JOB A.
From the torsion bar thread, copy the passage starting at the words "2000 1/2 ton" and ending after the words "Want To Know.".
JOB B.
Answer these from the torsion bar thread:
(i) According to TEX, how many bolts are there for each torsion bar?
(ii) What does TEX suggest using to draw a line from the center of the bolt outward?
(iii) What vehicle does Handyman list under his post?

**** EXCERPT PROVIDED

# timbren install and torsion bar cranking



## mikemac (Dec 12, 2003)

any one got pics of how to crank the torsion bar up? i'm pretty sure i can tackle the timbren install, but i have no idea how the torsion bar works and what the bolts to when you turn them. any help?
Mike


----------



## don_luciano674 (Nov 22, 2005)

Knowing what kind of vehicle might help


----------



## TEX (Nov 24, 2003)

*torsion bar*

"i have no idea how the torsion bar works and what the bolts to when you turn them. any help?"

mikemac-----

ONCE YOU LOOK UNDER YOUR TRUCK YOU WILL SEE THE ACTUAL TORSION BARS, ONE ON EACH SIDE OF THE TRUCK. THEY RUN FROM THE FRONT SUSPENSION TO ABOUT WHERE THE TRANSMISSION MOUNTS ARE. AT THE REAR OF THE BARS YOU WILL SEE THE BOLTS THAT YOU "CRANK" TO LIFT THE FRONT OF THE TRUCK. THERE IS ONLY ONE BOLT FOR EACH BAR CANT MISS IT, BUT YOU WILL HAVE TO BE UNDER IT TO SEE IT. NOTE THAT THIS WILL MAKE YOUR TRUCK RIDE A LITTLE ROUGHER AND YOU WILL NEED A FRONT END ALIGNMENT.

THE EASIEST WAY TO CRANK THE TORSION BARS WITH THE FRONT OF THE TRUCK LIFTED UP, JUST ENOUGH TO TAKE THE WEIGHT OFF OF THE FRONT SUSPENSION, A NORMAL JACK AND JACK STANDS WILL DO FINE. NEXT TAKE A BOTTLE OF WHITE OUT OR ANY WHITE MARKER AND MAKE A LINE FROM THE CENTER OF THE BOLT OUT WARDS ONTO THE AREA AROUND THE BOLT. THIS IS SO THAT YOU CAN COUNT THE NUMBER OF ROTATIONS AND DO THE SAME NUMBER ON THE OTHER SIDE. NOW LOWER THE TRUCK AND BE DONE. NEXT STOP FRONT END ALIGNMENT SHOP


----------



## NEPSJay (Jan 15, 2004)

TEX said:


> YOU WILL NEED A FRONT END ALIGNMENT[/U].


Wrong.....you wil not need an alignment. I cranked mine up all the way, took in for an alignment and it was dead on without ajustments


----------



## Handyman (Nov 29, 2005)

NEPSJay said:


> Wrong.....you wil not need an alignment. I cranked mine up all the way, took in for an alignment and it was dead on without ajustments


I made the same adjustment you did and my toe was off a ton.

2000 1/2 ton Chevy


----------



## TEX (Nov 24, 2003)

*Wrong*

As With Anything You Cant Please Everyone And There Is Always Someone Just Waiting To Attack You And Tell You How Wrong You Are. 
Not Hey Just For Info I Turned My Torsion Bars And Didnt Need A Front End Alignment, Just Thought You Might Want To Know.

********
**** EXTRACTED RECORDS

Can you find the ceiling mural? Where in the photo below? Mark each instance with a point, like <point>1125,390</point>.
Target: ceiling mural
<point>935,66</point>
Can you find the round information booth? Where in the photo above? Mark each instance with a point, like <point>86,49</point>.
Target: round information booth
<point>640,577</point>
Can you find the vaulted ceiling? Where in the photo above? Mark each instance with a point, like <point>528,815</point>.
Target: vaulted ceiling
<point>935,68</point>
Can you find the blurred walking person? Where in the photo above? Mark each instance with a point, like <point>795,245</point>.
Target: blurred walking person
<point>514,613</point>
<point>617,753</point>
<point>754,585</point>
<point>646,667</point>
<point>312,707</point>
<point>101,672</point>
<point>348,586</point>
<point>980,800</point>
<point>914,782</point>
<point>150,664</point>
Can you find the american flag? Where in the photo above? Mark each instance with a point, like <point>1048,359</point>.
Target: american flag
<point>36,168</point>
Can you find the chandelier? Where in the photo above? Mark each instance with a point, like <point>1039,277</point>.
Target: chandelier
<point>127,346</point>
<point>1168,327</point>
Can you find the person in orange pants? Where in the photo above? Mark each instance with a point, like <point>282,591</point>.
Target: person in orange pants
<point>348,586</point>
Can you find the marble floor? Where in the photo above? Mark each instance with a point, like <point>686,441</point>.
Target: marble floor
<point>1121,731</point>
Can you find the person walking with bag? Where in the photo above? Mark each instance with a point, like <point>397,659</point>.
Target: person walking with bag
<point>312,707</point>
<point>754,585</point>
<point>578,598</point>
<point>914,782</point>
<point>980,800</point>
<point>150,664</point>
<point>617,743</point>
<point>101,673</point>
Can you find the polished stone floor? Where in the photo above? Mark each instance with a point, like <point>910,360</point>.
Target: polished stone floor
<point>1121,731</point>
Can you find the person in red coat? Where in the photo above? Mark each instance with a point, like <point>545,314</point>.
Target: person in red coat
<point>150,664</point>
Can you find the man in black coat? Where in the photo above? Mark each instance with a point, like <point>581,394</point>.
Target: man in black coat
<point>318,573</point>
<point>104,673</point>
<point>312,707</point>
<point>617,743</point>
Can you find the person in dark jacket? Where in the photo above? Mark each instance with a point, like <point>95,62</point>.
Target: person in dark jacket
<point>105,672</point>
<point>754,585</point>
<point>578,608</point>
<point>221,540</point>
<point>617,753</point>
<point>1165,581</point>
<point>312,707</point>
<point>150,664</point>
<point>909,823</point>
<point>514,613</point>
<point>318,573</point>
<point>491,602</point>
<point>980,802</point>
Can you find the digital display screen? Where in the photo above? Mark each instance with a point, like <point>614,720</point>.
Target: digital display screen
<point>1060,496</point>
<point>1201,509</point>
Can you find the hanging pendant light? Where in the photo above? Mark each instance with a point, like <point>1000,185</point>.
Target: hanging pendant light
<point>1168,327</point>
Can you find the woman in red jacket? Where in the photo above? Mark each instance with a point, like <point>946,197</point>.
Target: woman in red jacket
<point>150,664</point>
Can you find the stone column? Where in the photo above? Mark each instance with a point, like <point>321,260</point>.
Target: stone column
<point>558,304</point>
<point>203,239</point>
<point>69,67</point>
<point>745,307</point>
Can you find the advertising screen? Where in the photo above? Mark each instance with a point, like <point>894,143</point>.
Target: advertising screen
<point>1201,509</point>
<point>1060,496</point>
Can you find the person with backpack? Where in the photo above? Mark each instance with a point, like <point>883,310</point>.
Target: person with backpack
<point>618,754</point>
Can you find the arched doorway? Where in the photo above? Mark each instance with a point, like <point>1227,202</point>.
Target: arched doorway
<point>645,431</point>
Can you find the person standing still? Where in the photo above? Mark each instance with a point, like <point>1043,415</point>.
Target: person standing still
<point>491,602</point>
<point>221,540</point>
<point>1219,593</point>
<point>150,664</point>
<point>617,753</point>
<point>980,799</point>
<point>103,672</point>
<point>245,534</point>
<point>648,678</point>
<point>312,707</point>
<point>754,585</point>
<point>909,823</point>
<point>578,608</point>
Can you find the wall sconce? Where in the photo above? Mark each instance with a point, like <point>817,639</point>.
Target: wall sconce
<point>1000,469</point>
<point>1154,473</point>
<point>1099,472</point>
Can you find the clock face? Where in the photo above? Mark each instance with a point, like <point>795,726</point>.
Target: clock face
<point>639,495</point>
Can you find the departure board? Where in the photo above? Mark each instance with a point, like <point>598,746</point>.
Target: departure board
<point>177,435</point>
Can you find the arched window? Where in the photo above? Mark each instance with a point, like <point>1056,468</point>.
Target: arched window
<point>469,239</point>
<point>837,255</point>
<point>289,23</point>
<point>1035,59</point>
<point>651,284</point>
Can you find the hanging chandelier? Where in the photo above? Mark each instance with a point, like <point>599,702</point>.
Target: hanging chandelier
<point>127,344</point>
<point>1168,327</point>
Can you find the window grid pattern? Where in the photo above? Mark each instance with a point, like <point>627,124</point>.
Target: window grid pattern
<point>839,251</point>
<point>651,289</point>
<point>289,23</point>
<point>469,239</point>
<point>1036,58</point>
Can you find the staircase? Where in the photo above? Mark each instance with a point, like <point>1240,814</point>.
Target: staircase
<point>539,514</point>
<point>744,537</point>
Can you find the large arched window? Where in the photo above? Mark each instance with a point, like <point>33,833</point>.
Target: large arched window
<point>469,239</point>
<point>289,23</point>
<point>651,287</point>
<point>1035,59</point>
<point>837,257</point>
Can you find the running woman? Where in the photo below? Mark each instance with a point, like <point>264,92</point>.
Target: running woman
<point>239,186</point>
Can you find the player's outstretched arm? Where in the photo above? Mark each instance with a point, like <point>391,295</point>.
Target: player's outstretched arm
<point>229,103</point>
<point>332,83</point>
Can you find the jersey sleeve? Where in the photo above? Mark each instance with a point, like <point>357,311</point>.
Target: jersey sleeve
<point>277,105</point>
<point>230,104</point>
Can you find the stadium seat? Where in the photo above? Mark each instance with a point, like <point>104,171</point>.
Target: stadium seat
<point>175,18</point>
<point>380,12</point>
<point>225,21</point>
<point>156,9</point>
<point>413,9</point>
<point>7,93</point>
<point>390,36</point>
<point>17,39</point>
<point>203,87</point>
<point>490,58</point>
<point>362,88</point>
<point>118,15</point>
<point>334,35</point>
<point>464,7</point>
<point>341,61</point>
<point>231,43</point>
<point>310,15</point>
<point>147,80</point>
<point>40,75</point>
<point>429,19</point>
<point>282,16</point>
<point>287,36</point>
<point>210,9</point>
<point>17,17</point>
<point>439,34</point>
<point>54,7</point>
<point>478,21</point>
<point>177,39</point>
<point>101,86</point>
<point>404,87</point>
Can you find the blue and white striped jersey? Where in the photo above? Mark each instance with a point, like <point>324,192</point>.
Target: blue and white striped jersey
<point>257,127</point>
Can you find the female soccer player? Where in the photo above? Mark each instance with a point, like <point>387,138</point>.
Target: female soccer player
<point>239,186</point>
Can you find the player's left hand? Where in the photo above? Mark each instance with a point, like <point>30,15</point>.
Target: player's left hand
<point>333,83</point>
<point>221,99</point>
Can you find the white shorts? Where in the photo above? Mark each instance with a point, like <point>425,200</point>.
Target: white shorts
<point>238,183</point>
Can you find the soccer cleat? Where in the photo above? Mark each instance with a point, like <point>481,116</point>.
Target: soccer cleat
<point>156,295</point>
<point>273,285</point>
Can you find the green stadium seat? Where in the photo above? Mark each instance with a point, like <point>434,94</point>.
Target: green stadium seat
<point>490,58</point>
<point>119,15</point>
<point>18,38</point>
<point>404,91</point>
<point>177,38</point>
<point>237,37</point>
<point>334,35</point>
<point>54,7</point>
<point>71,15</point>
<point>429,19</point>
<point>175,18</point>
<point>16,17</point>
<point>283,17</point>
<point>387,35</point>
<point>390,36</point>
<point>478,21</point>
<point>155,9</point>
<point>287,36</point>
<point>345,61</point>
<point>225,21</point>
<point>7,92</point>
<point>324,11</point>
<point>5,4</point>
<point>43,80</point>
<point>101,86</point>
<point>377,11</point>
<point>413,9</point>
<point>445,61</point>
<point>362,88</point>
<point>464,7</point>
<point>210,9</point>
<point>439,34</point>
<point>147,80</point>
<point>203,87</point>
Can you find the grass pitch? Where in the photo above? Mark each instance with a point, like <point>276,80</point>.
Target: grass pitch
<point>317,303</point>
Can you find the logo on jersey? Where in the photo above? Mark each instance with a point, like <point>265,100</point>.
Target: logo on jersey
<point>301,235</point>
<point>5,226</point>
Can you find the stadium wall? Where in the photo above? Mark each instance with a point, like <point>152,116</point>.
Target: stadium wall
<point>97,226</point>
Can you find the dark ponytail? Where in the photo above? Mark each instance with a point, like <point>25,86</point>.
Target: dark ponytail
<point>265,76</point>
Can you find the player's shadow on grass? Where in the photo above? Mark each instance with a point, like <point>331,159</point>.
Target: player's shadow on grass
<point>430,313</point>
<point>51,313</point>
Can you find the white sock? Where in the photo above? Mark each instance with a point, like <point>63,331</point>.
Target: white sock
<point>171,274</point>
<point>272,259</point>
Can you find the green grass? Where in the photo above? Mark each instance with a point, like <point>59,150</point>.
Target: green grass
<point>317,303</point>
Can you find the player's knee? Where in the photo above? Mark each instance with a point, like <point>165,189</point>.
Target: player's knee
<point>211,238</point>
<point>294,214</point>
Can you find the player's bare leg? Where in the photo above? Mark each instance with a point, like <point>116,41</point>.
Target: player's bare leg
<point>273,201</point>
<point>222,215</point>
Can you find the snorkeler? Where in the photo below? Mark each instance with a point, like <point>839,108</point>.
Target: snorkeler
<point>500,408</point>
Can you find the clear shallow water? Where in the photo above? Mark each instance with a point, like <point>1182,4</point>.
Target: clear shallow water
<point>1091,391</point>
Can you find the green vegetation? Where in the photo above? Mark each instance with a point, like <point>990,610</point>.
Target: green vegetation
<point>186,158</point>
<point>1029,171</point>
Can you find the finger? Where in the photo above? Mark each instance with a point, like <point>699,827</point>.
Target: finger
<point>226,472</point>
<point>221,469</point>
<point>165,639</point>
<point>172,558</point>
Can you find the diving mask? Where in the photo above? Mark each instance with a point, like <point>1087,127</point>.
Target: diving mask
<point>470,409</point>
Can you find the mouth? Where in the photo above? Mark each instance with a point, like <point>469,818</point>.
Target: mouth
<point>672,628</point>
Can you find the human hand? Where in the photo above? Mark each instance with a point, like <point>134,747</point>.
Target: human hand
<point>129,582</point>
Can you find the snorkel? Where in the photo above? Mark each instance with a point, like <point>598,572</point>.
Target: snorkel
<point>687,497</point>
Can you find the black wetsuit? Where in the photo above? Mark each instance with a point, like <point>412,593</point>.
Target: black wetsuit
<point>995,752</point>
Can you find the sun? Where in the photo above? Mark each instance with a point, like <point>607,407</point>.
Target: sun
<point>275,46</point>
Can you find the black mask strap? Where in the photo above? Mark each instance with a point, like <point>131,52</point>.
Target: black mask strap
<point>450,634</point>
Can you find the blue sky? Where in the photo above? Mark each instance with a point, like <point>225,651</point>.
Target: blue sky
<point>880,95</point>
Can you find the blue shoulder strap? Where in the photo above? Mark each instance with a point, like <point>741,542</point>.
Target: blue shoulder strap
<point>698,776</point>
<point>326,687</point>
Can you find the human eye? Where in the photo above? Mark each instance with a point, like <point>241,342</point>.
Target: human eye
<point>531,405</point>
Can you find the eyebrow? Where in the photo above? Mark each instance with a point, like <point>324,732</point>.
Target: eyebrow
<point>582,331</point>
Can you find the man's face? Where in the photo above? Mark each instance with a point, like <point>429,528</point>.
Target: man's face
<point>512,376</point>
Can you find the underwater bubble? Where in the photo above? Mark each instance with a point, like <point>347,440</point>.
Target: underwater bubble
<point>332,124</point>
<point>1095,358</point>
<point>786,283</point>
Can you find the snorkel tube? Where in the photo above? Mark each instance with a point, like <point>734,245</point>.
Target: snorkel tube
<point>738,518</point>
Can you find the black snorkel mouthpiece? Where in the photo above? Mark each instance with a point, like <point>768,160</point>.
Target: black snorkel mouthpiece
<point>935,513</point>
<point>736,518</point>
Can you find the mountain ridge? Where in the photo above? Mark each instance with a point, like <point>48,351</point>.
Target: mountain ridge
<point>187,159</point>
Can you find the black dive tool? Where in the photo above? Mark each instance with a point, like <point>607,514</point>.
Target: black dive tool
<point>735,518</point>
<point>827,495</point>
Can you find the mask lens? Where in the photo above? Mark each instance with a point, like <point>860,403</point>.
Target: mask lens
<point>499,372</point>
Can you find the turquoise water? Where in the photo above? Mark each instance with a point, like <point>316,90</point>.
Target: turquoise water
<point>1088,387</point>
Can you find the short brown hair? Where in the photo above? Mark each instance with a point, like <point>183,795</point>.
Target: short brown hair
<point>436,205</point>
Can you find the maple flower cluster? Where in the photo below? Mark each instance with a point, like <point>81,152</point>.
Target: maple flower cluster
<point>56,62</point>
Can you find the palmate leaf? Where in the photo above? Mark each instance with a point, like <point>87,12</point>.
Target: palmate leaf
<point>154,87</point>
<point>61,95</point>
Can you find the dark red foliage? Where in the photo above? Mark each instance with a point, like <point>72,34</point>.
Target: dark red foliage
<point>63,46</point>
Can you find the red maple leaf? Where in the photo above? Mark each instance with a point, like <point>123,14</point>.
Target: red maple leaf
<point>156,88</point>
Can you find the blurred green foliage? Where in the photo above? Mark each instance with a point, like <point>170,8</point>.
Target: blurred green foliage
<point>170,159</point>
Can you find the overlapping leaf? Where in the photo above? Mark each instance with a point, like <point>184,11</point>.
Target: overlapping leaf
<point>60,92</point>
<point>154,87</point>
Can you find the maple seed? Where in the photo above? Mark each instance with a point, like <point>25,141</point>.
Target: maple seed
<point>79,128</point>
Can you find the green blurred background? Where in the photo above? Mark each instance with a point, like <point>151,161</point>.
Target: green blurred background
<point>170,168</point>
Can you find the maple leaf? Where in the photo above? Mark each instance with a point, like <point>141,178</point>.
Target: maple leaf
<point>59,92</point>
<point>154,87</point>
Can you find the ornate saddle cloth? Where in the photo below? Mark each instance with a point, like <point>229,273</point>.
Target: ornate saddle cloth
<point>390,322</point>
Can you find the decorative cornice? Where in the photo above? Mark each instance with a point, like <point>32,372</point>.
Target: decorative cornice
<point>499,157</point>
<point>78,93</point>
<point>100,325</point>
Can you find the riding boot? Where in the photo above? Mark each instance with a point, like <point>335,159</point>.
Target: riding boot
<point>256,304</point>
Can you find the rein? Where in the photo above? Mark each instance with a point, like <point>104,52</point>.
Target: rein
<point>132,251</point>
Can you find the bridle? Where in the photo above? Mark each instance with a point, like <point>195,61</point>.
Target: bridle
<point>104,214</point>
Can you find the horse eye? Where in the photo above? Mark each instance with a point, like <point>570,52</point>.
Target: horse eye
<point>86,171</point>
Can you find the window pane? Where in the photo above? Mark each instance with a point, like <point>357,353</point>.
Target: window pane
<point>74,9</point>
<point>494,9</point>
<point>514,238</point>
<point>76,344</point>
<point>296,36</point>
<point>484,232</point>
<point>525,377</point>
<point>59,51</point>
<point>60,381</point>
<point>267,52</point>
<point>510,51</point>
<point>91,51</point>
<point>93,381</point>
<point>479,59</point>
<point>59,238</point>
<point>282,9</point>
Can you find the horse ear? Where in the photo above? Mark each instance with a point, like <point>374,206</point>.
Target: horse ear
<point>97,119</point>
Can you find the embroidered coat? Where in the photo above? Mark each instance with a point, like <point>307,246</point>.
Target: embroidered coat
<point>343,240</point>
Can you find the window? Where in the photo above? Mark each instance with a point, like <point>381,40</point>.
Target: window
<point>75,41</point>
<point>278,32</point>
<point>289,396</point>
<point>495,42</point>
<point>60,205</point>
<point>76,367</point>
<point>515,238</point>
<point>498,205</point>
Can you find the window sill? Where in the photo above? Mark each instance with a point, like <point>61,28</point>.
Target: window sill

********

PROBLEM SOLUTION A.
2000 1/2 ton Chevy


----------



## TEX (Nov 24, 2003)

*Wrong*

As With Anything You Cant Please Everyone And There Is Always Someone Just Waiting To Attack You And Tell You How Wrong You Are. 
Not Hey Just For Info I Turned My Torsion Bars And Didnt Need A Front End Alignment, Just Thought You Might Want To Know.

PROBLEM SOLUTION B.
(i) One bolt for each bar.
(ii) A bottle of white out or any white marker.
(iii) A 2000 1/2 ton Chevy.